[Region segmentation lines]
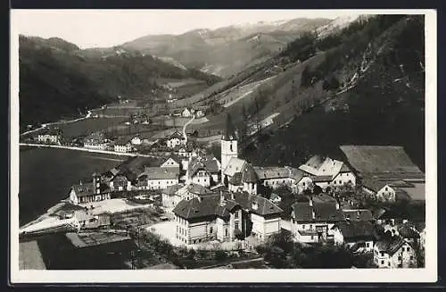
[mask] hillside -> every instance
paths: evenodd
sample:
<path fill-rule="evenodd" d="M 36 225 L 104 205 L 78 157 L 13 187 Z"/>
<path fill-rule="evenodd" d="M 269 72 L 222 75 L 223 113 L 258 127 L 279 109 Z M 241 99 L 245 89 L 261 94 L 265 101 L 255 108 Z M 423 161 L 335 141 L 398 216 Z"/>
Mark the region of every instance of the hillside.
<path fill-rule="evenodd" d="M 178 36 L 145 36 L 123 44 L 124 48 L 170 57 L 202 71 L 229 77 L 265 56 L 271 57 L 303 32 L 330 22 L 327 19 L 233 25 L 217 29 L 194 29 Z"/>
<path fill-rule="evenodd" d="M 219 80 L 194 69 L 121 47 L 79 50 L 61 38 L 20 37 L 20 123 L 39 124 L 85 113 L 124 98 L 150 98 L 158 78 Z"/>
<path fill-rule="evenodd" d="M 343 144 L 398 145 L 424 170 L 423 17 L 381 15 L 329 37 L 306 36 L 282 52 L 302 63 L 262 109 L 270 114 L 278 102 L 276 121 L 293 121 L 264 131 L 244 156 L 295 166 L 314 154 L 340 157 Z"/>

**WORK TO DO**
Retype the lines above word for word, leaving out the pictures.

**FINISHED ANSWER**
[mask] hillside -> every instance
paths: evenodd
sample:
<path fill-rule="evenodd" d="M 36 225 L 104 205 L 78 157 L 13 187 Z"/>
<path fill-rule="evenodd" d="M 269 72 L 222 75 L 223 113 L 258 127 L 279 109 Z M 241 99 L 245 89 L 261 94 L 265 101 L 255 108 Z M 423 161 L 335 141 L 398 216 Z"/>
Mark the region of every instance of the hillside.
<path fill-rule="evenodd" d="M 178 36 L 145 36 L 123 44 L 124 48 L 170 57 L 202 71 L 229 77 L 265 56 L 271 57 L 303 32 L 330 22 L 327 19 L 233 25 L 217 29 L 194 29 Z"/>
<path fill-rule="evenodd" d="M 219 80 L 194 69 L 121 47 L 79 50 L 61 38 L 20 37 L 20 123 L 39 124 L 85 113 L 124 98 L 150 98 L 158 78 Z"/>
<path fill-rule="evenodd" d="M 343 144 L 398 145 L 424 170 L 423 17 L 381 15 L 329 37 L 306 36 L 282 52 L 302 63 L 262 109 L 270 114 L 278 102 L 276 121 L 293 121 L 264 131 L 244 156 L 295 166 L 314 154 L 340 157 Z"/>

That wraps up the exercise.